WHAT IS EXPECTED:
Go through the records and set each one down exactly, skipping any picture.
== INFORMATION SHOWN ==
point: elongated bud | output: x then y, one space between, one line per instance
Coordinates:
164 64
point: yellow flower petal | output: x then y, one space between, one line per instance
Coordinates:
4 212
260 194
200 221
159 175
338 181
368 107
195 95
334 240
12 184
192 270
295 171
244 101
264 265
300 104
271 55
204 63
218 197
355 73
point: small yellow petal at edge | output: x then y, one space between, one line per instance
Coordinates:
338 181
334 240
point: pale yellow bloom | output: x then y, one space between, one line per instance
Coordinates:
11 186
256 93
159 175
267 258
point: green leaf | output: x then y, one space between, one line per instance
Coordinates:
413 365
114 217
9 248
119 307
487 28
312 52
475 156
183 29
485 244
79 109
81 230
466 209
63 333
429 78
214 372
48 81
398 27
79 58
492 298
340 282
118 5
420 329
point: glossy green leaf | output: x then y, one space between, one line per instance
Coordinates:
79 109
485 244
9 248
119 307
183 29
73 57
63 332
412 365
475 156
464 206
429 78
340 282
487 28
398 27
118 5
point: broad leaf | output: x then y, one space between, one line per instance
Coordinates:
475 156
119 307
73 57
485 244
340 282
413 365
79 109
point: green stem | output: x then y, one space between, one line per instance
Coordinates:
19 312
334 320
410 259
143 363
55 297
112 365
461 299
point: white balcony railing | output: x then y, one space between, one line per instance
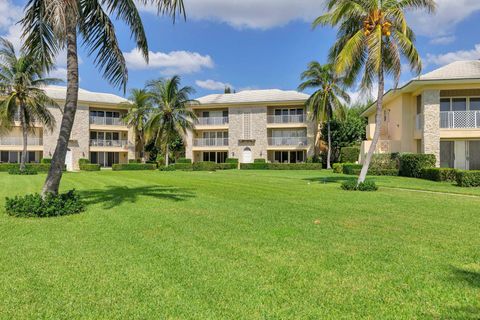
===
ANSWER BELOW:
point: elongated bud | output: x then y, one space between, one line per instance
Coordinates:
164 64
point: yellow flower petal | output: x then y, one space between, one line per instance
Coordinates:
4 212
260 194
200 221
159 175
338 181
368 107
195 95
334 240
12 184
192 270
295 171
244 101
264 265
300 104
271 55
204 63
218 197
355 73
point: small yellow petal at edge | output: x then y, one space between, one line per instance
Coordinates:
338 181
334 240
point: pale yellow bloom | output: x then y, one space between, one line per instance
Coordinates:
11 186
256 93
159 175
267 258
point: green leaf | output: x then y, one space between, one line per instance
Coordinates:
413 365
114 217
9 248
119 307
487 28
312 52
475 156
183 29
485 244
79 109
81 230
466 209
63 333
429 78
214 372
48 81
398 27
79 58
492 298
340 282
118 5
420 329
point: glossy green leaf | output: x then y, one space between, one line per instance
Coordinates:
79 109
485 244
9 248
119 307
183 29
73 57
63 332
412 365
475 156
464 206
429 78
340 282
487 28
398 27
118 5
point: broad leaf | output: x then y, one space between, one line per instance
Coordinates:
475 156
119 307
73 57
485 244
340 282
413 365
79 109
point: green stem | output: x then y, one space between, one line per instance
Coordinates:
19 312
334 320
410 259
143 363
55 297
112 365
461 299
point: white balcony railing | output: x then y, one space between, one line per instance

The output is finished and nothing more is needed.